Thus the European mink ended up in its current status, an extremely endangered species, in the classification of the IUCN.
Refuge in the Danube Delta?
The strongest population of European minks lives nowadays in Romania, where the Danube Delta hosts approximately 1500 individuals. – It is however only a question of time, when the American minks living in the Danube overtake the delta from the European minks, says Maran.
Northern Spain has a population of less than 500 individuals, and the living area of the European mink is shrinking also there, as the population of American mink grows. France lacks official data, but there are at most 200 European minks. In Russia European minks inhabit probably only areas in the northern Urals close to the tundra, and in Caucasia. – I tried to buy European minks from Russia, but they did not have anything to sell, says Maran regretfully.
Climate change does not bother the species
The European mink is adaptable to different temperatures and nourishment. It gets along from the Mediterranean area to the northern tundra, and as a carnivore, it accepts many small creatures: rodents, fish, crabs, frogs, even bird nestlings.
– The European mink is however not such a bird destroyer as the American mink, because it keeps on the strands of brooks and ponds and does not move over to the sea shores or bird islands to empty the nests.
Because of the adaptivity of the European mink, climate change does not overshadow the future prospects of the species. All the European mink asks for is natural brook strands and peace from the stronger alien species.
The future of the European mink
Can we foresee light in the future of the European mink? Could the status at some time be less endangered? Tiit Maran is pessimistic about the development in general:
– I am afraid there will be a larger catastrophe, when the question of the survival of a single animal species is meaningless. On the other hand, saving even one species helps the biodiversity, and there are many good things happening in the protection of the European mink.
– Hiiumaa can be called a success story for the European mink. Also in Germany there are two reintroduction projects in progress, and the first nature-born cubs have just been found in one of them.

────────

PARTS OF THE EXERCISE:
1/ According to the European mink article, roughly how many European minks live in the Danube Delta?
2/ Pick up the European mink article after its last sentence and write what comes next.
The listing has no connection to the European mink article.

SOURCE DATA:
────────

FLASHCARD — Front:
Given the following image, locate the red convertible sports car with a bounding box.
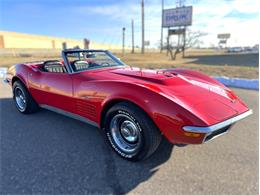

────────

RESPONSES PER TASK:
1/ Approximately 1500 individuals.

2/
– I am now trying to broaden my thinking. For example our conservation work in Hiiumaa has been fire brigade work. We have to strive further, towards preventive habitat protection and towards changing people´s attitudes more positive towards conservation.
– We intend for instance to restore old, ditched brooks in Hiiumaa. We shall also install traffic signs warning of European minks close to bridges. They communicate effectively of the species and prevent traffic deaths of the minks.
– We aim at returning the European mink also to Saaremaa. We tried it already a couple of years ago, but the minks turned into expensive fox fodder. In the future we can manage it better, so that the minks get to acquaint themselves into the new surroundings and learn to coexist with the foxes too.
Could the European mink be reintroduced into the nature in Finland? – No it cannot, unless the wild American minks can be first removed, and that will not succeed, unless the mink farming is finished, Maran states.
Dating service for European minks
In addition to reintroductions to the nature, the family of the European minks is preserved in zoos. They are raised in 14 European zoos, in which their genetic heritage is protected carefully. This is called ex-situ conservation, which means conservation outside of the natural habitat of the species.
Tiit Maran keeps score of the genetics of the European minks in different zoos, and he plans, which individuals best suit to reproduce together. Before the reproduction period these mink girls and boys are sent to new homes. So Maran runs an international dating service for European minks.
– Every spring at our mink ranch we have what we call the ”spring madness”. It means monitoring the heat of individuals sent from different zoos and the bringing together of suitable couples when the time comes. Examining the heat situation of say one hundred females every other day is quite a job.